[What is being asked] Rewrite the records below, changing every "wooden plank wall" to "brick wall" and keeping everything else the same. Omit the pictures from your answer.

* BEGIN *

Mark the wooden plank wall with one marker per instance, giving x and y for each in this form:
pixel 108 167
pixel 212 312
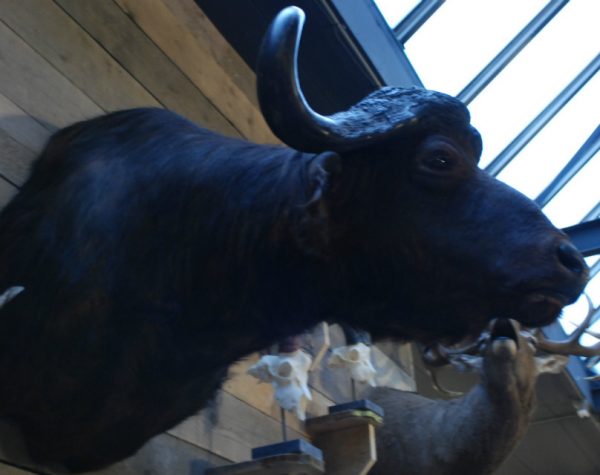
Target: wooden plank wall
pixel 62 61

* END *

[Completed exercise]
Mark the brick wall with one marker per instance, giving x and y for each in this form:
pixel 108 167
pixel 212 312
Target: brick wall
pixel 62 61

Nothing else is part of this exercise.